*Activity list*
1: According to the commentary on nanotechnology, how large are the magnetic grains in the NdFeB alloys?
2: Go on with the commentary on nanotechnology and magnetic materials, beginning right after its last sentence.

*Passage to read*
· · ·
A senior member of the British Royal family has asked the Royal Society to investigate the dangers of nanotechnology to society. This follows similar clarion calls in the past months. As in any field of scientific endeavor, the arguments must be balanced and a careful distinction made between the rightful, curiosity-driven endeavor of the scientist and the uptake of that endeavor in terms of technology. It is never simple. The atom was split by scientists interested in the properties of atoms and subatomic particles. Technology turned this into weapons of mass destruction and nuclear power; the first to be abhorred, the second to be grappled with in terms of environmental impact and energy requirements. Any debate must be well-informed, but can only achieve a snapshot view, as the science knowledge base is continually expanding. Care must also be exercised in not damning a generic technology when only subsets may pose significant problems to society.
What of the nano-world? For someone like me, interested in both fundamental and applied aspects of magnetic materials, it is relatively easy to see the impact of nanotechnology. But in fact, nanotechnology is nothing new to those of us who have spent the last 20 years working on magnetic materials. The magnets in your headphones or the motor in your PC disk drive or cordless power tool all depend on nanostructured magnets. The NdFeB alloys that are used to give high efficiency at low power consumption only do so because the magnetic grains are a few tens of nanometers in size. It is this that allows powerful magnetic interactions, such as exchange coupling, to prevail. The head reading a computer’s hard disk comprises magnetic and nonmagnetic layers only a few nanometers thick, where the layer thicknesses and spacing dictate the overall magnetic properties of the structure — the ‘spin-valve’. This advance has allowed the significant increases seen recently in data storage density for the PC market.
· · ·
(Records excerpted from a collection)

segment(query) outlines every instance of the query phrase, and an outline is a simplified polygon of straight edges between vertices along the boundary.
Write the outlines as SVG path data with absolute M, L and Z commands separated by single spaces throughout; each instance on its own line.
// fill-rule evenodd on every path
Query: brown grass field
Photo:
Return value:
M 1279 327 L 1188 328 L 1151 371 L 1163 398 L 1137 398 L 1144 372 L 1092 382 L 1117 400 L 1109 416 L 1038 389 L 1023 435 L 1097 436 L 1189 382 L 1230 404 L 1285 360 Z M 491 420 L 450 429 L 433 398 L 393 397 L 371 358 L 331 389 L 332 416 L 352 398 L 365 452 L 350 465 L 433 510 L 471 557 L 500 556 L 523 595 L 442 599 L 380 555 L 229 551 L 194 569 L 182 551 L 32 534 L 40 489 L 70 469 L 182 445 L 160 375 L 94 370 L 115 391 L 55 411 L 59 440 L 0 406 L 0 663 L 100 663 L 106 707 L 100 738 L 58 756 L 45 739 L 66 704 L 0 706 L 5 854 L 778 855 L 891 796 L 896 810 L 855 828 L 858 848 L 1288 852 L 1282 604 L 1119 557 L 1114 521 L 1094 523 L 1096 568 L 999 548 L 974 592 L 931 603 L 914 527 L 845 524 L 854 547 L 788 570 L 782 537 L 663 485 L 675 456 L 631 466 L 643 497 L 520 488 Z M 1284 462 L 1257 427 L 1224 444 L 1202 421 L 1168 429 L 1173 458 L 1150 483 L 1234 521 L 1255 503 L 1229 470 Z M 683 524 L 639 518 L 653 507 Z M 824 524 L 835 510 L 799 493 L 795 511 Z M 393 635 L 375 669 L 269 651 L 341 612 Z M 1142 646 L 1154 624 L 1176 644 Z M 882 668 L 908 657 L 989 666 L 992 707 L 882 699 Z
· · ·
*Responses in order*
1: A few tens of nanometers.

2:
The subtlety of the magnetic properties of these nanomagnets is nowhere better seen than in a simple change of composition. If we go from the archetypal Nd2Fe14B to Fe73.5Cu1Nb3Si13.5B9, we do not change the essentials of the nanostructure, but we do move from the best hard magnetic material to the best soft magnetic material. The science base underpinning both sets of materials is now relatively well developed, and is certainly sufficient to see technological exploitation. Nature, in the form of magneto-tactic bacteria for example, has used nanoscale permanent magnetic materials for navigation for as long as we can tell.
The benefits of nanomagnets in terms of greater energy efficiency in motors and drives has been clearly established, and is allowing significant technological progress in areas where motor size and weight for a given volume is important. In my view, this is a ‘safe’ and socially beneficial subset of nanotechnology.
The science base is not resting on its laurels. Once the significance of the nanostructure in controlling magnetic properties was understood, scientists have been seeking ways to create nanostructures artificially. Self-assembly is one of the core fabrication routes in many areas of nanotechnology. Recent success in terms of hard magnets has been reported where self-assembly techniques are used to mimic the bulk alloy synthesis used for NdFeB. This produces a new permanent magnet material with properties only 50% down on the best NdFeB [Zeng, H., et al., Nature (2002) 420, 395]. This step has the potential to produce small volume, synthesized magnets for a range of technologies. Thought is already being given to developing self-assembled nanomagnetic systems for smart drug delivery, tissue engineering, and image enhancement in magnetic resonance imaging. Sensors based on nanomagnetic materials (e.g. the spin-valve) may be used in diagnostic testing, where a given chemical is tagged magnetically and then its relative content detected in a sample taken from a patient. This may open up the possibility of greater and cheaper testing and screening for many diseases. If nanomagnetic technology is coupled with microelectromechanical systems, then further opportunities arise. In Sheffield, we have already got to the proof-of-concept stage for a cochlear implant for the profoundly deaf.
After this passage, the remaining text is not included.